> Given exercise: Reproduce the lines below from the one that contains "Can you see the white forehead" through the end, inclusive, and add nothing.

* Start Raw data *

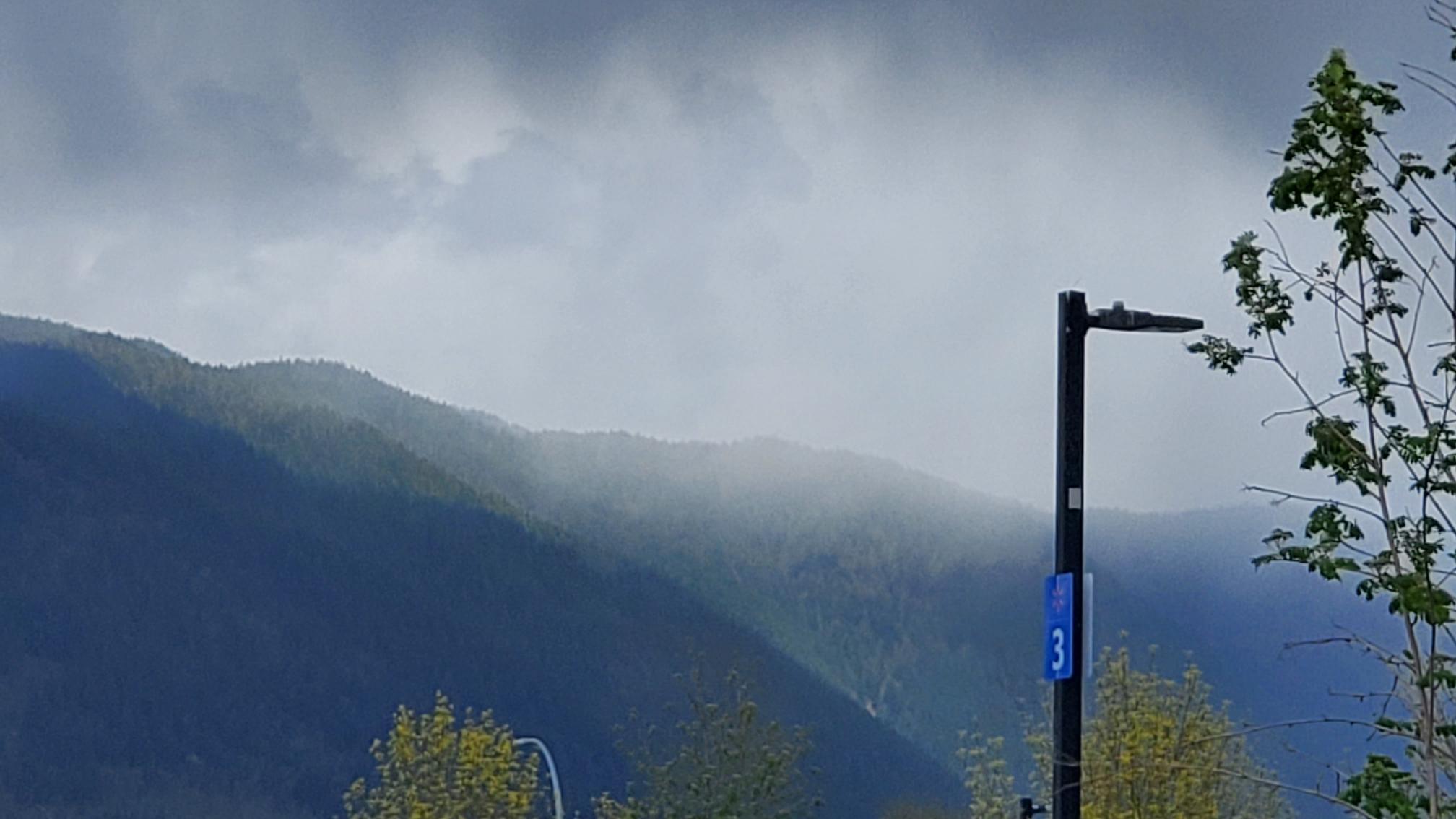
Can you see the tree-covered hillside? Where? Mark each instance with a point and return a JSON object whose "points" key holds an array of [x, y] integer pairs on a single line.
{"points": [[916, 601], [191, 624]]}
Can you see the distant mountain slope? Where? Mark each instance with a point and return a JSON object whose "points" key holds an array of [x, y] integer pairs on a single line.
{"points": [[190, 621], [916, 599]]}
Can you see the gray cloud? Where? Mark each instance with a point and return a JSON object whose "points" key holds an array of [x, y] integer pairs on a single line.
{"points": [[838, 223]]}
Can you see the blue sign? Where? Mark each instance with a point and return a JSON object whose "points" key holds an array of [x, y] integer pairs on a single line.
{"points": [[1060, 656]]}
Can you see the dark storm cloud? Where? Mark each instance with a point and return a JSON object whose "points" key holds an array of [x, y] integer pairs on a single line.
{"points": [[836, 222]]}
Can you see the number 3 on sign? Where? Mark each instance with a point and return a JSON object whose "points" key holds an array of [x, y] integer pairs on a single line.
{"points": [[1060, 656]]}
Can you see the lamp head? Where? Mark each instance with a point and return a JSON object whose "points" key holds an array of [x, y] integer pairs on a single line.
{"points": [[1120, 318]]}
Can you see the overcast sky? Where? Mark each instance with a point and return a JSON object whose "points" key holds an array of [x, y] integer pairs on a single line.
{"points": [[839, 223]]}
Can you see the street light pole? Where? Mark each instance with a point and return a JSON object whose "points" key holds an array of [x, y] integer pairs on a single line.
{"points": [[551, 768], [1073, 322], [1066, 694]]}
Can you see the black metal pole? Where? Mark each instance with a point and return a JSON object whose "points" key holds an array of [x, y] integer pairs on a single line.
{"points": [[1066, 694]]}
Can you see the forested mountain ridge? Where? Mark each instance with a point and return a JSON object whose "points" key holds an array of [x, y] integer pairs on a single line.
{"points": [[194, 625], [916, 599]]}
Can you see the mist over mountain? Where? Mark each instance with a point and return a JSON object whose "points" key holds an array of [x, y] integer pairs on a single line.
{"points": [[228, 578]]}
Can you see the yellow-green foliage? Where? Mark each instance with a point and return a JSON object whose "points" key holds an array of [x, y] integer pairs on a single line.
{"points": [[434, 768], [1155, 748]]}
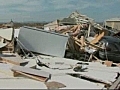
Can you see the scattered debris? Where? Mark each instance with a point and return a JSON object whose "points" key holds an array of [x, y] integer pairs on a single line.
{"points": [[54, 85]]}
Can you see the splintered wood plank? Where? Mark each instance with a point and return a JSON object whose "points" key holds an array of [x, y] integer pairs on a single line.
{"points": [[13, 59], [31, 71], [54, 85], [115, 85], [39, 78]]}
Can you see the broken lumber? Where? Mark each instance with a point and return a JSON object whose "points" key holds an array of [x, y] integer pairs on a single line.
{"points": [[31, 73], [54, 85], [13, 59]]}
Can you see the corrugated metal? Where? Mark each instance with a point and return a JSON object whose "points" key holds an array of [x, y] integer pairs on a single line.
{"points": [[41, 41]]}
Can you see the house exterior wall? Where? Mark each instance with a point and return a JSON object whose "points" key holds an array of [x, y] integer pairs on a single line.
{"points": [[113, 24]]}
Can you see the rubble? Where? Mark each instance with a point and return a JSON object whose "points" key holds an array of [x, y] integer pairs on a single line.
{"points": [[64, 55]]}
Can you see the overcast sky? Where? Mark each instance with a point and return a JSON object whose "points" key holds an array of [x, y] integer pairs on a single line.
{"points": [[49, 10]]}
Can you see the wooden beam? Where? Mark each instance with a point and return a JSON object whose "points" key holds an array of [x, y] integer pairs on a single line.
{"points": [[115, 85], [30, 71], [13, 59], [39, 78]]}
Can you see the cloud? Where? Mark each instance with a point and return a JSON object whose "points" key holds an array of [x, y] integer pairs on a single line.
{"points": [[50, 9]]}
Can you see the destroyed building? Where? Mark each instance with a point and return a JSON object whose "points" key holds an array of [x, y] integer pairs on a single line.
{"points": [[63, 55]]}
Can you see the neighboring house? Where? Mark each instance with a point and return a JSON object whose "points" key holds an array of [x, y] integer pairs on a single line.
{"points": [[114, 23]]}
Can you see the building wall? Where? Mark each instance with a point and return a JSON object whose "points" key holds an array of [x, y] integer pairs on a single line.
{"points": [[113, 24]]}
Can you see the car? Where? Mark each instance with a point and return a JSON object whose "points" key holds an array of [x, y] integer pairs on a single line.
{"points": [[111, 49]]}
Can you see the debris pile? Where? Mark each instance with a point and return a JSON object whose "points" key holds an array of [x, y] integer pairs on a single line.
{"points": [[71, 53]]}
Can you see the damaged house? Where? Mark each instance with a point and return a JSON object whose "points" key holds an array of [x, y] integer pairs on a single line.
{"points": [[63, 55]]}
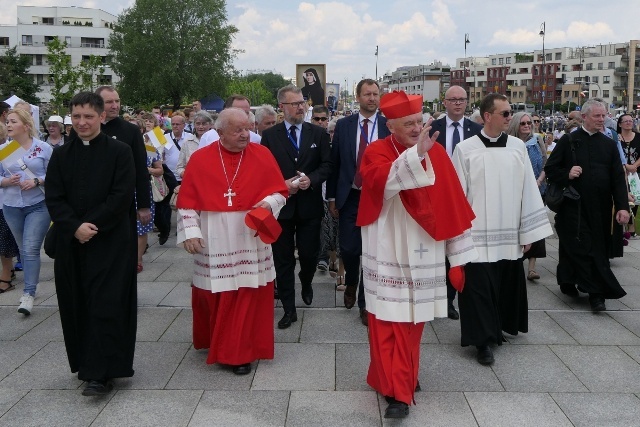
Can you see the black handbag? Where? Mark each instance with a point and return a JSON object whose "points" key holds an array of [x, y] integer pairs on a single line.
{"points": [[556, 194]]}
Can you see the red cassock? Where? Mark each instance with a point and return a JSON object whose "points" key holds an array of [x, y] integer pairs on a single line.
{"points": [[443, 212], [236, 326]]}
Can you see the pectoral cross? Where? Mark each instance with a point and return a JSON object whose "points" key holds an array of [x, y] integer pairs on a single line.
{"points": [[229, 194], [421, 250]]}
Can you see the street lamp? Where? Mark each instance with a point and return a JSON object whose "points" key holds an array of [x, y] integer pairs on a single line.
{"points": [[464, 72], [544, 79]]}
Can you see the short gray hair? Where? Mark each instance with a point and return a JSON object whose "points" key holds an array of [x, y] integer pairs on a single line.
{"points": [[263, 111], [282, 92]]}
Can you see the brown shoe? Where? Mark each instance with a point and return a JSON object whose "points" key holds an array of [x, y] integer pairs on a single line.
{"points": [[350, 296], [364, 317]]}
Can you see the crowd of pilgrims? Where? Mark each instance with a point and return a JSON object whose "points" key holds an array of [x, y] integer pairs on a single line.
{"points": [[25, 220]]}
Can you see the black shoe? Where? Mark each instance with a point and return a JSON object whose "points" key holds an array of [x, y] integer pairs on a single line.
{"points": [[597, 303], [364, 317], [485, 355], [569, 289], [452, 312], [396, 409], [307, 294], [163, 239], [97, 388], [287, 320], [242, 369]]}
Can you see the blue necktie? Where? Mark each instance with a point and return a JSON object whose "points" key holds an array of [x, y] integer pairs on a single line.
{"points": [[456, 136]]}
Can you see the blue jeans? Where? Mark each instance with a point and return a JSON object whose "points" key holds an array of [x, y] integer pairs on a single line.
{"points": [[29, 225]]}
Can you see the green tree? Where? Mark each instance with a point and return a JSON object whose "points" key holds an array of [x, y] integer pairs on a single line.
{"points": [[273, 82], [175, 52], [15, 79], [255, 90], [64, 77]]}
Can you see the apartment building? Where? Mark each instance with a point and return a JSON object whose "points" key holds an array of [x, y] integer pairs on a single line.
{"points": [[85, 30]]}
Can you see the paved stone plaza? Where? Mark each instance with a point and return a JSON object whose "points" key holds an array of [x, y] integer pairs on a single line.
{"points": [[572, 368]]}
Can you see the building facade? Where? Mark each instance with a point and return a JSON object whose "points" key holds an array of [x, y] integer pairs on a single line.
{"points": [[85, 30]]}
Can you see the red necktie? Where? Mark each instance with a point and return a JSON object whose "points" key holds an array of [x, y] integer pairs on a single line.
{"points": [[364, 133]]}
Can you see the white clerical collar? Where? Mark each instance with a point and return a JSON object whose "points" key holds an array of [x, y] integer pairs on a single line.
{"points": [[489, 137]]}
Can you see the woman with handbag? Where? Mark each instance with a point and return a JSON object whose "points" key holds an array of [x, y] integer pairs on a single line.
{"points": [[24, 207], [154, 166], [630, 141], [521, 126]]}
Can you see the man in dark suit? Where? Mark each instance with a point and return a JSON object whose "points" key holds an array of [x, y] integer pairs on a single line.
{"points": [[353, 134], [303, 153], [453, 128]]}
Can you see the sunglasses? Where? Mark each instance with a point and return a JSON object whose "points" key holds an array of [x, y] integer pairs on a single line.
{"points": [[504, 114]]}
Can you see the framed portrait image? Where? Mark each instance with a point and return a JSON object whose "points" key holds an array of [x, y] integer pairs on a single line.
{"points": [[333, 96], [311, 79]]}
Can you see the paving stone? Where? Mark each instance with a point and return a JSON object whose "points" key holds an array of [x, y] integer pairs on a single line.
{"points": [[435, 409], [54, 408], [14, 324], [8, 398], [447, 367], [180, 296], [154, 364], [292, 333], [542, 330], [333, 326], [181, 330], [151, 408], [534, 368], [352, 365], [244, 408], [13, 354], [333, 408], [599, 409], [177, 272], [151, 293], [297, 367], [515, 409], [48, 369], [193, 373], [594, 329], [601, 368], [48, 330], [153, 322]]}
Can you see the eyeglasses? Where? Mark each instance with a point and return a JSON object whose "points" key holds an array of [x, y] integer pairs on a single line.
{"points": [[504, 114], [295, 104]]}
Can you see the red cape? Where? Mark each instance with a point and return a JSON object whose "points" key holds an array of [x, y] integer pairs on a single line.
{"points": [[204, 183], [441, 209]]}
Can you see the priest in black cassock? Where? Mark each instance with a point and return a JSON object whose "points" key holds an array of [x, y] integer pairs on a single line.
{"points": [[90, 186], [584, 226]]}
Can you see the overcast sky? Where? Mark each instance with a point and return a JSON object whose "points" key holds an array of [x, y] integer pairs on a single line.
{"points": [[277, 35]]}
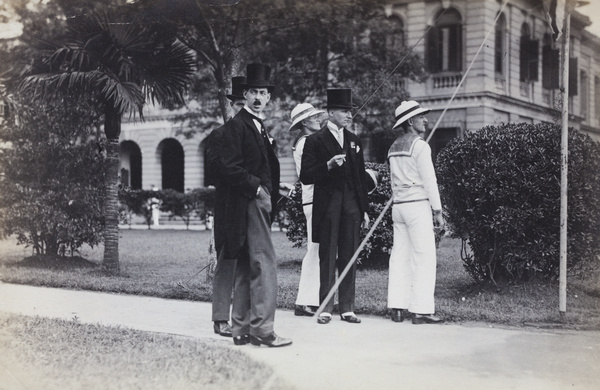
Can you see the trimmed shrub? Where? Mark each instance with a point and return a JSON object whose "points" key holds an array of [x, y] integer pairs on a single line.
{"points": [[197, 203], [52, 179], [376, 252], [137, 202], [500, 188]]}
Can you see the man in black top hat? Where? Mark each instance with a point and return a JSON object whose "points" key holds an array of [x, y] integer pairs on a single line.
{"points": [[225, 268], [250, 190], [333, 161]]}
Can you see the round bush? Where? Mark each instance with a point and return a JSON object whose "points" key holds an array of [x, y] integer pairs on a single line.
{"points": [[376, 252], [500, 188]]}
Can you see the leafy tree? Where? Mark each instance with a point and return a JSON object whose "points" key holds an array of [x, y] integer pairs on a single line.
{"points": [[311, 45], [500, 188], [123, 64], [52, 178]]}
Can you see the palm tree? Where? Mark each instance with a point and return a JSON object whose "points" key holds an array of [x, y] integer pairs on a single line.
{"points": [[122, 64]]}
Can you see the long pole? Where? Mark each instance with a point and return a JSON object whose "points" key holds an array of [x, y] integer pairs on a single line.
{"points": [[564, 161]]}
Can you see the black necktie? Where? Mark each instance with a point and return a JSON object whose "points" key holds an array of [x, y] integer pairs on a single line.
{"points": [[263, 132]]}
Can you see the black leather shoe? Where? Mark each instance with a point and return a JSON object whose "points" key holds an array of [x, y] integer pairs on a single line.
{"points": [[399, 315], [271, 340], [302, 310], [241, 340], [419, 319], [350, 318], [222, 328]]}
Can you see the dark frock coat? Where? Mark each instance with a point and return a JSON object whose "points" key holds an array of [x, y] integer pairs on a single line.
{"points": [[242, 154], [319, 148]]}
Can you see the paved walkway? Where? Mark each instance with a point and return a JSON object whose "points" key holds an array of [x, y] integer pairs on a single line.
{"points": [[377, 354]]}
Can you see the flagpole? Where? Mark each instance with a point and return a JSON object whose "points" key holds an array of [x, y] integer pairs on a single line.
{"points": [[564, 162]]}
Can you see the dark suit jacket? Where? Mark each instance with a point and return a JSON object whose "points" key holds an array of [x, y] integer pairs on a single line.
{"points": [[319, 148], [244, 163]]}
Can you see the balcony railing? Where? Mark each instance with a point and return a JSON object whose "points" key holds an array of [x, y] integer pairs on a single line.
{"points": [[446, 80]]}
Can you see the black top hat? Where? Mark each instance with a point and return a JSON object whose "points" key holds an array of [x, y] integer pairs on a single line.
{"points": [[237, 92], [340, 98], [257, 76]]}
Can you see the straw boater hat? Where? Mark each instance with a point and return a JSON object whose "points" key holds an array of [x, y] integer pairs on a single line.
{"points": [[257, 76], [406, 110], [237, 92], [301, 112], [340, 98]]}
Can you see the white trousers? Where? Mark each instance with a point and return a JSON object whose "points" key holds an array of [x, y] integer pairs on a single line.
{"points": [[308, 288], [413, 259]]}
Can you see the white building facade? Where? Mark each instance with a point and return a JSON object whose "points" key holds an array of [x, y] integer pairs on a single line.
{"points": [[514, 78]]}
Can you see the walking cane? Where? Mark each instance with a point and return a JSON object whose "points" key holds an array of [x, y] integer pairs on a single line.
{"points": [[354, 257], [364, 241]]}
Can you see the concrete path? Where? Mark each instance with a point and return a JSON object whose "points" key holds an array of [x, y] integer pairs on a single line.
{"points": [[377, 354]]}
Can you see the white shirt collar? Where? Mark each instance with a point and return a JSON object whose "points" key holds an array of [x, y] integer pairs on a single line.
{"points": [[337, 132], [254, 113]]}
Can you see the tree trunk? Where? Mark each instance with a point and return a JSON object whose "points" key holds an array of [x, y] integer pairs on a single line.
{"points": [[112, 129]]}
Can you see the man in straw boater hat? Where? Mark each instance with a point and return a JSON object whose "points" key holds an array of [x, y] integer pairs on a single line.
{"points": [[225, 268], [415, 194], [306, 119], [250, 179], [333, 161]]}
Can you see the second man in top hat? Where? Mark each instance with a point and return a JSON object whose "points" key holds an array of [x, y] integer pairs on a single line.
{"points": [[333, 161]]}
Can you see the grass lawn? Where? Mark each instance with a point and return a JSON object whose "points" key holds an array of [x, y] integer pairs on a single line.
{"points": [[41, 353], [166, 263]]}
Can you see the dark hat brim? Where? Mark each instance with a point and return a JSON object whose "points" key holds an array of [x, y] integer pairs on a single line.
{"points": [[235, 97], [269, 87], [345, 107]]}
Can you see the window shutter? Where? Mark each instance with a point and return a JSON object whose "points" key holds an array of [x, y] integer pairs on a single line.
{"points": [[550, 68], [433, 53], [455, 48], [573, 71], [523, 58], [533, 49]]}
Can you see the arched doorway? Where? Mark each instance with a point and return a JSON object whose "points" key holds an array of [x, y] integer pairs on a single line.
{"points": [[130, 156], [172, 164]]}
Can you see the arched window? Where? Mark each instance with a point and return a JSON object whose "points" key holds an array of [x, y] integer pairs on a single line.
{"points": [[445, 43], [500, 45], [131, 165], [528, 55], [172, 164]]}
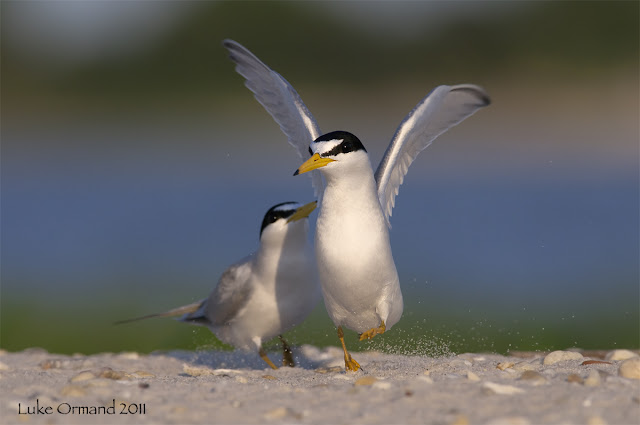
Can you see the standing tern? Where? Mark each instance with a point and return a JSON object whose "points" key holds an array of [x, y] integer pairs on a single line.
{"points": [[265, 294], [355, 264]]}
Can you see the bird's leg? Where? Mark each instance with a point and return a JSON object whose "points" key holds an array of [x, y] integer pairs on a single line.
{"points": [[266, 359], [349, 362], [287, 354], [373, 331]]}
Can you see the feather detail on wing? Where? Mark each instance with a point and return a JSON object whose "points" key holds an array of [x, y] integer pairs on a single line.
{"points": [[443, 108], [227, 299], [281, 101]]}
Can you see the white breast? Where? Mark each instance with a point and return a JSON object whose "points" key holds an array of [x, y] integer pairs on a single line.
{"points": [[355, 265]]}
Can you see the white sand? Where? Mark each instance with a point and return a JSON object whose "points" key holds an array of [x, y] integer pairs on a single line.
{"points": [[222, 387]]}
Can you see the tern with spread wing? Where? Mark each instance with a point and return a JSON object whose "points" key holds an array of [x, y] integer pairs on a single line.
{"points": [[265, 294], [356, 269]]}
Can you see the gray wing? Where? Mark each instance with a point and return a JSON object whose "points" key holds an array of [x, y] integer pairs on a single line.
{"points": [[443, 108], [281, 101], [227, 299]]}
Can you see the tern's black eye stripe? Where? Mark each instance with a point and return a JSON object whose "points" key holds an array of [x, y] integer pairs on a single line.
{"points": [[350, 143], [275, 213]]}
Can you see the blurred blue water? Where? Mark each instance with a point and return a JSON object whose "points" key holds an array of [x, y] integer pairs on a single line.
{"points": [[77, 223]]}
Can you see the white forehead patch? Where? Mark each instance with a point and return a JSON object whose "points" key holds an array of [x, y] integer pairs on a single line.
{"points": [[325, 146], [287, 207]]}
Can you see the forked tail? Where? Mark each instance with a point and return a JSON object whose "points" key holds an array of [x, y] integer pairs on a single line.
{"points": [[178, 311]]}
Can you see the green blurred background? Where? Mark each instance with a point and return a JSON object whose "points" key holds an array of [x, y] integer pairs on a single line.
{"points": [[136, 167]]}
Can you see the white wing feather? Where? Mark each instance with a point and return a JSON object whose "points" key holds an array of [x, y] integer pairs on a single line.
{"points": [[281, 101], [443, 108]]}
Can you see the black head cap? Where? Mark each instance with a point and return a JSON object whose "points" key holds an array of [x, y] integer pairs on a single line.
{"points": [[277, 212], [350, 143]]}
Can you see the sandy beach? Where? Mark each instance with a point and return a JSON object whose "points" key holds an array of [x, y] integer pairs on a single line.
{"points": [[568, 387]]}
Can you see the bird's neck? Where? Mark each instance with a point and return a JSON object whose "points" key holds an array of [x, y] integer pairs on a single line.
{"points": [[287, 247]]}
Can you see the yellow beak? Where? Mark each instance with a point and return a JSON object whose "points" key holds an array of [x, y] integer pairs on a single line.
{"points": [[316, 161], [303, 212]]}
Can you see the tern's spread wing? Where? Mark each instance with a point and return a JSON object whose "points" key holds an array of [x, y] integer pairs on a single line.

* End Raw data *

> Completed task:
Can you see the white forehead patch? Where? Mark each instance with a point and return a JSON object whose "points" key holds an array of [x, y] integer pairs on a single line.
{"points": [[325, 146], [287, 207]]}
Can you see the forked tail? Where? Mark each instance with a point and return a JSON object whose "points" key holds an array of [x, y] integer pairs on a single line.
{"points": [[178, 311]]}
Can you see the green blurred background? Where? Mark each instance with a point and return a JSON object whose "points" key holds an array of [x, y] integer pairs on a single line.
{"points": [[136, 167]]}
Can you see the white wing feather? Where? Mark each instance with a point and return a JSON object whose "points" key holds an array of [x, y] integer pairs on a single line.
{"points": [[281, 101], [443, 108]]}
Can you see the black head cap? Where? Mark each instance with a point and return a JSON object whose "points" key holds an array of [x, y] integer pairs on a single line.
{"points": [[277, 212], [350, 143]]}
Can you see the sandy beach? Where? Mark each instance with a point and return a JSON object whose "points" key holds an array of [x, y] integer pairs on a single line.
{"points": [[568, 387]]}
Can you see the bird's neck? Where? Mark each instance with a point and return a JSON object whose "points" key holds an array of [x, y] integer pairs on a single line.
{"points": [[287, 247]]}
Can you see the yellow beak? Where? Mark each instance with a point and return a JSON object whose "points" key holds an array of [x, y] integer pairs on a single line.
{"points": [[316, 161], [303, 212]]}
Can you see the tern's spread wing? Where? Mark each instance with a point and return a JSON object whose "points" key holds an array of [x, y] integer pairs on a single line.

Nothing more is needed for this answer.